(Natural-language object grounding data)
- Opening Delimiter -

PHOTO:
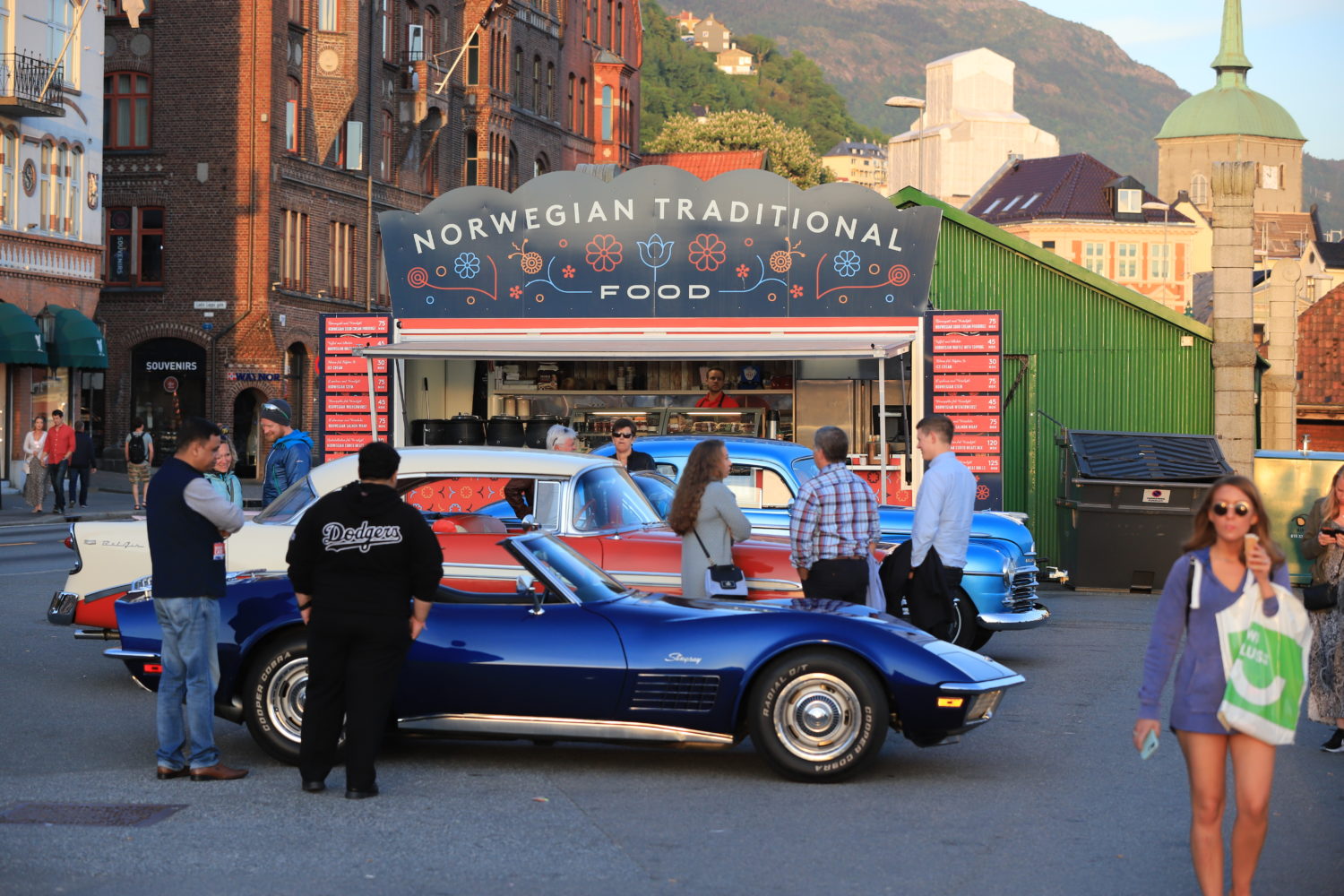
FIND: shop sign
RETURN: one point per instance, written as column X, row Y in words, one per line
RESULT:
column 659, row 242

- Closing Delimiter -

Whatever the records hold apart from pictures should be repeated exactly.

*WRITTEN RESPONSE:*
PHOTO:
FIND: shop sign
RETURN: one point per instance, written as column X, row Y in words, one per line
RESULT:
column 659, row 242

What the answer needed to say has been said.